* _Assigned task 1_:
Answer these from the passage on human origins:
(a) What does the passage say "out-of-Africa" babblers refer to?
(b) According to the passage, what was Africa part of when the hominids evolved?
(c) How does the passage compare the brain size of "Homo" floresiensis with that of Homo erectus?
* _Assigned task 2_: Echo the stretch of the passage on human origins from "Note that all" through "fire & tools etc!", unchanged.

--- Passage Enclosed Below ---

Cultural artifacts give 100% support for Klevius theory.
Keep in mind that "out-of-Africa" babblers refer to pre-human genes! We are also genetically related to monkeys, fishes, grass etc, but what's the point of mentioning it all the time while confusing it with what made us truly humans, i.e. the single species we are today?! Yes, we are all out-of-Gondwanaland aren't we! Btw, due to late tectonic movements there was no African continent when the hominids evolved! Africa was part of Asia!

The Denisova cave is within the range of what reasonably might be interpreted as the mainland of M45 divergence.

Note that all the Homos that already occupied Africa/Eurasia had a low capacity brain structure as is evident from cultural comparisons. Even the barely one meter high "Homo" floresiensis (which isn't a Homo at all because of, among other reasons, its much more effective brain) with less than a third of Homo erectus brain size, used fire & tools etc!

--- End of Enclosed Passage ---
--- Records supplied Enclosed Below ---

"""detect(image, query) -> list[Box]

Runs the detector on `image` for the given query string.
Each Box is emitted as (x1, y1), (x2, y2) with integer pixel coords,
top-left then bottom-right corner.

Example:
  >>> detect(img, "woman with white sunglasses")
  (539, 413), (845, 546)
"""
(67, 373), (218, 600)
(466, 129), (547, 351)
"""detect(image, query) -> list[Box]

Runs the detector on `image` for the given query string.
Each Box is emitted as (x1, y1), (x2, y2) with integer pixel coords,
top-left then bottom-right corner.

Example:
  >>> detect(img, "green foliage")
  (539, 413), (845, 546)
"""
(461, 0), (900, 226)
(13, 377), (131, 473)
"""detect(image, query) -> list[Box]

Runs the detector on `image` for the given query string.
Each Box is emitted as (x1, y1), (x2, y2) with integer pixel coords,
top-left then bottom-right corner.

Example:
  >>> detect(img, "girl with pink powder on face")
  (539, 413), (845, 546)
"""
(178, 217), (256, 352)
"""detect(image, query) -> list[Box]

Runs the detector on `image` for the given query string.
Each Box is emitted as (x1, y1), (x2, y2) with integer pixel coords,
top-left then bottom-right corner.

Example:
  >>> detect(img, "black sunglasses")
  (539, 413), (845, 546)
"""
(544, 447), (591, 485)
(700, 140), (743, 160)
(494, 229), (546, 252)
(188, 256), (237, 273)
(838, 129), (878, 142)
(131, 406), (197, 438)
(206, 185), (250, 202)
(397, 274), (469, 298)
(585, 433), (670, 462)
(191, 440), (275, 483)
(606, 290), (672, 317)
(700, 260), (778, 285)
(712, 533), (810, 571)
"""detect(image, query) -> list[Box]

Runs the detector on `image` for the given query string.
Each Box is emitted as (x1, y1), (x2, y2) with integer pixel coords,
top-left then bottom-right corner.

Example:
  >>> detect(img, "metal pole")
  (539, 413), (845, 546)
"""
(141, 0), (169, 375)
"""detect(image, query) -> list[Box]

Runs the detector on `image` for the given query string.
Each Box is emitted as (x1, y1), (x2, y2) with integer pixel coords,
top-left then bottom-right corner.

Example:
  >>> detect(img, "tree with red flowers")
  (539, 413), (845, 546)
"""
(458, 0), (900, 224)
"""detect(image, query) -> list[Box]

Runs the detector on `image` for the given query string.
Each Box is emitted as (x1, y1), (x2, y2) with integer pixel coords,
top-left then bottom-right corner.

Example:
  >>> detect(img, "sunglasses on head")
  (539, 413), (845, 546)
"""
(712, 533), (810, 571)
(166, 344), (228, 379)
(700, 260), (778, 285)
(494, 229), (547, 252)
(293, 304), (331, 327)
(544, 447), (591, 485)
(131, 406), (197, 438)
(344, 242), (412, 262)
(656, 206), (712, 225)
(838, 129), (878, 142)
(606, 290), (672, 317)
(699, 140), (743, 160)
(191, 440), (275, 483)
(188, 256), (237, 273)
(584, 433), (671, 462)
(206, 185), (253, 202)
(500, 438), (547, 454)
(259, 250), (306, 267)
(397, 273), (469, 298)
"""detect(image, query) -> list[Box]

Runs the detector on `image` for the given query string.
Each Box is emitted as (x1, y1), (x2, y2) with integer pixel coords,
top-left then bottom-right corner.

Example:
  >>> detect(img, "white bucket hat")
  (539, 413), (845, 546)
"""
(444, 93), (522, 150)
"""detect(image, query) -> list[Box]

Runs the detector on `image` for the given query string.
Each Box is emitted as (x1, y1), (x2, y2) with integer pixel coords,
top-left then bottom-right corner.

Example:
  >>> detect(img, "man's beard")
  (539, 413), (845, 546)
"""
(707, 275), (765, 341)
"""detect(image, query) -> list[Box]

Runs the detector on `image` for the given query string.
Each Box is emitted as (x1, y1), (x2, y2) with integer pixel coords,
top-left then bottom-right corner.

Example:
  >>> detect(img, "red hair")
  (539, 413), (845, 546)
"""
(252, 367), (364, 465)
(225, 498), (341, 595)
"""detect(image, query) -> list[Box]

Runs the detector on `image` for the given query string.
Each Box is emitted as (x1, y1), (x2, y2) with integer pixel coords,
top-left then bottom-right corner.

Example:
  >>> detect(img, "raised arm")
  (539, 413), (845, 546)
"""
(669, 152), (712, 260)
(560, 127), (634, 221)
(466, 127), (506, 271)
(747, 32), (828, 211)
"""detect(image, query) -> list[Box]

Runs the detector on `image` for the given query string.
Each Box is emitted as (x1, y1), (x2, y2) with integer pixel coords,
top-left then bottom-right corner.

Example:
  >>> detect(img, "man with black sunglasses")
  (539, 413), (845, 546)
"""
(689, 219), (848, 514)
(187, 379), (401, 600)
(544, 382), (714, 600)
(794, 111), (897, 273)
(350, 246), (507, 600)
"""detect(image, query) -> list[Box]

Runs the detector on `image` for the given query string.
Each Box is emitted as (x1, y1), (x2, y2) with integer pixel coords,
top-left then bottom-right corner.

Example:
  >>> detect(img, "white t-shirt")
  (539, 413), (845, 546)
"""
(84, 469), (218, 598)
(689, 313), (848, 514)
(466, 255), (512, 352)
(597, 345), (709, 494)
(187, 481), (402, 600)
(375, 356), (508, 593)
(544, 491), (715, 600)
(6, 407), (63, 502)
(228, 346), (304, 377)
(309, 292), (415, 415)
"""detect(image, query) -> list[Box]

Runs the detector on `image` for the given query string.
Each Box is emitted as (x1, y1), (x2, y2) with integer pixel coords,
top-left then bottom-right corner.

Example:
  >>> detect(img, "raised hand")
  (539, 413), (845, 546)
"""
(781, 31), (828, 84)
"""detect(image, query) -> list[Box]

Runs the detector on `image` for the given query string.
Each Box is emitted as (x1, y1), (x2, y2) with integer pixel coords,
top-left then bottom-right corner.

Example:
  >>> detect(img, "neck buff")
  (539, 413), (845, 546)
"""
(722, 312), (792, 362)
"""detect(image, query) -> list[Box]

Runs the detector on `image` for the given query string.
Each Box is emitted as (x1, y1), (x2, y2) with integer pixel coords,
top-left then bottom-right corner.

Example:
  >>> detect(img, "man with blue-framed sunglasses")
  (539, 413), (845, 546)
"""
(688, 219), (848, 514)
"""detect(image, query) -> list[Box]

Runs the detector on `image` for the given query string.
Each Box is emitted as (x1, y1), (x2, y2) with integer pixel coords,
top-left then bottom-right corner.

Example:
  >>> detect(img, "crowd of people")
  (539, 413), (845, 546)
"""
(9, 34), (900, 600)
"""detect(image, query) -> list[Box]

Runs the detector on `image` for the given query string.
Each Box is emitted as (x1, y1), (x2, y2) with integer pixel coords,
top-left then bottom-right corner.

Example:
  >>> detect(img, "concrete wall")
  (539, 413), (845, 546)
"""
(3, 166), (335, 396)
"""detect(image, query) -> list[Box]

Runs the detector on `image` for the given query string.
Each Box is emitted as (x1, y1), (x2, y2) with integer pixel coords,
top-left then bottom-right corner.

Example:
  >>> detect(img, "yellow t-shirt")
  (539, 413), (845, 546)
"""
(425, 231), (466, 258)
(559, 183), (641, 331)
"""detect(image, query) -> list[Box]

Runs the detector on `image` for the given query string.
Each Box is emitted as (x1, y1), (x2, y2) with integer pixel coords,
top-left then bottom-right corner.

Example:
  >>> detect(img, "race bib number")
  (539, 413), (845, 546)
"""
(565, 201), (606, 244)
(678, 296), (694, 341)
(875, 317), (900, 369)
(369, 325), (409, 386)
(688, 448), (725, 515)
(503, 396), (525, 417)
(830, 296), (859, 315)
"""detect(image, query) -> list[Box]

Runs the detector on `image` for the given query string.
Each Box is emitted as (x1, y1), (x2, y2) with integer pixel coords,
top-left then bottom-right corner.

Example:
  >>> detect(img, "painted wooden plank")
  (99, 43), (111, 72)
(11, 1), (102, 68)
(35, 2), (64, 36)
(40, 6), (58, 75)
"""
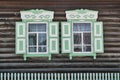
(90, 73), (92, 80)
(67, 73), (71, 80)
(3, 73), (7, 80)
(7, 73), (10, 80)
(10, 73), (13, 80)
(14, 73), (16, 80)
(38, 73), (40, 80)
(44, 73), (47, 80)
(80, 73), (83, 80)
(105, 73), (108, 80)
(117, 73), (120, 80)
(47, 73), (50, 80)
(77, 73), (80, 80)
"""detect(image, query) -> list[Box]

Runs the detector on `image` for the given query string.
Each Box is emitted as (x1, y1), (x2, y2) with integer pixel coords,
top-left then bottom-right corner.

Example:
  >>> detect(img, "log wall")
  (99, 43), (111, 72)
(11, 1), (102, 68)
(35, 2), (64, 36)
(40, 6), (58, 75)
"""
(0, 0), (120, 70)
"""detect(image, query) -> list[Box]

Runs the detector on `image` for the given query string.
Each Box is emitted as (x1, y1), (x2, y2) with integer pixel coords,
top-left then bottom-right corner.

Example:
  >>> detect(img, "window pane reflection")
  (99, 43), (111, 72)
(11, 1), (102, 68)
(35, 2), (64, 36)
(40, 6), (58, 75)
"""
(74, 46), (82, 52)
(38, 33), (46, 45)
(38, 47), (47, 52)
(29, 47), (36, 52)
(29, 24), (46, 32)
(74, 33), (81, 44)
(29, 34), (37, 45)
(83, 46), (91, 52)
(83, 33), (91, 44)
(73, 23), (91, 32)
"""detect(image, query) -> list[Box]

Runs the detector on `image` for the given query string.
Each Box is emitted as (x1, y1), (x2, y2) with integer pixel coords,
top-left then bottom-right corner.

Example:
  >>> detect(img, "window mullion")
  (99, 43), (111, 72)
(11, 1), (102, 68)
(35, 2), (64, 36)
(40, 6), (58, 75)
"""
(36, 33), (39, 53)
(81, 32), (84, 52)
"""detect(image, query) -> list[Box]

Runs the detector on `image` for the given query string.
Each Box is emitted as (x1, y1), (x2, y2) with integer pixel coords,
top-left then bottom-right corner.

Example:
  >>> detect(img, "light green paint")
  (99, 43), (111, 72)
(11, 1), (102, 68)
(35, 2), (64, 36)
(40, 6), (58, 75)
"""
(19, 41), (24, 50)
(15, 22), (26, 54)
(51, 41), (57, 50)
(96, 40), (101, 49)
(64, 40), (70, 50)
(61, 9), (104, 59)
(64, 25), (70, 34)
(96, 25), (100, 34)
(52, 25), (56, 35)
(19, 25), (24, 35)
(16, 9), (59, 60)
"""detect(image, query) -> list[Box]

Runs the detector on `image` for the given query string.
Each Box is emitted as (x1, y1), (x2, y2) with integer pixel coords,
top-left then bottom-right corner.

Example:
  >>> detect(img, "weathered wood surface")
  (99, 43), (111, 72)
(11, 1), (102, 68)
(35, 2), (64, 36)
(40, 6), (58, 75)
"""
(0, 0), (120, 70)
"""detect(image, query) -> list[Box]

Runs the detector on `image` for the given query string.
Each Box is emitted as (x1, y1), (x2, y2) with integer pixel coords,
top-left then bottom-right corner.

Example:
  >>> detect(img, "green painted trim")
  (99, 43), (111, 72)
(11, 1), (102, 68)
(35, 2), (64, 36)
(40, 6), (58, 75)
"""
(61, 19), (103, 60)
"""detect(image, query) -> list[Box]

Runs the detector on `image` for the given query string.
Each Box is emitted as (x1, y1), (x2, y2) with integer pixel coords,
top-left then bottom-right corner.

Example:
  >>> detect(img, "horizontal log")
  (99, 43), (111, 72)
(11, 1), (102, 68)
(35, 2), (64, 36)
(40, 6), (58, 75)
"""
(0, 62), (120, 68)
(0, 67), (120, 73)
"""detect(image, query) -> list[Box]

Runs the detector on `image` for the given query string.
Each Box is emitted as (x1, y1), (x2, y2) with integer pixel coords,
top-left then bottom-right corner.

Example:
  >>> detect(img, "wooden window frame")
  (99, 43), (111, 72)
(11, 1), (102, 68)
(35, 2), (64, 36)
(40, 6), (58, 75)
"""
(26, 22), (48, 54)
(72, 21), (93, 54)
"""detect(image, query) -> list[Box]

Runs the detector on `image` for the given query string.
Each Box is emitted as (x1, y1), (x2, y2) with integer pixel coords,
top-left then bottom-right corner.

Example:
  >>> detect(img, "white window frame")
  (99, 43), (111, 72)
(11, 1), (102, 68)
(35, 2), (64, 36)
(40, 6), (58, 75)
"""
(72, 21), (93, 54)
(27, 22), (48, 54)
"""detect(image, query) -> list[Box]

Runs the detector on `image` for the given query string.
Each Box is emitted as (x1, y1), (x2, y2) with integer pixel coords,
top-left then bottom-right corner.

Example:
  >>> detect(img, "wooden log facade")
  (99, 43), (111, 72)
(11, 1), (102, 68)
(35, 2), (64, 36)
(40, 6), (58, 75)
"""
(0, 0), (120, 72)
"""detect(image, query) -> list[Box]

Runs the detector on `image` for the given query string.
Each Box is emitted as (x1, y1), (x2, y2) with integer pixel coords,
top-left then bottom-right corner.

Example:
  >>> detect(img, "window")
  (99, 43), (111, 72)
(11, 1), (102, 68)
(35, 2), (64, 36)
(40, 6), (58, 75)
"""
(61, 9), (104, 59)
(15, 9), (59, 60)
(28, 23), (48, 53)
(73, 23), (92, 52)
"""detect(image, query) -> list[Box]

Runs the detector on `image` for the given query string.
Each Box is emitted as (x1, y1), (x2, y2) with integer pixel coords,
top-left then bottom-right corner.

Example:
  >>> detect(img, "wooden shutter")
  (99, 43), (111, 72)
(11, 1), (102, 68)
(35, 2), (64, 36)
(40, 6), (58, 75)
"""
(62, 22), (71, 53)
(94, 22), (104, 53)
(16, 22), (26, 54)
(49, 22), (59, 53)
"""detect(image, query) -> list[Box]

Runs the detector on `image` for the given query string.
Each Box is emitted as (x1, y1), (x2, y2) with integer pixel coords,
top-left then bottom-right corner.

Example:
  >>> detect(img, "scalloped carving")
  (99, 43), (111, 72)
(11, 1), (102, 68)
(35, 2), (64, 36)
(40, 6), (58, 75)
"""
(20, 9), (54, 21)
(66, 9), (98, 20)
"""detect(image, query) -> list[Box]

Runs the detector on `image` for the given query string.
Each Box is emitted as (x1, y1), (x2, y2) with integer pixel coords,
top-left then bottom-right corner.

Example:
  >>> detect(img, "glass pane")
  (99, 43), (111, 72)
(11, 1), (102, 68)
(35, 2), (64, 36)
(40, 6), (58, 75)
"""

--- End of Enclosed Records supplied ---

* _Task answer 1_:
(a) Pre-human genes.
(b) Asia.
(c) Less than a third of Homo erectus brain size.

* _Task answer 2_:
Note that all the Homos that already occupied Africa/Eurasia had a low capacity brain structure as is evident from cultural comparisons. Even the barely one meter high "Homo" floresiensis (which isn't a Homo at all because of, among other reasons, its much more effective brain) with less than a third of Homo erectus brain size, used fire & tools etc!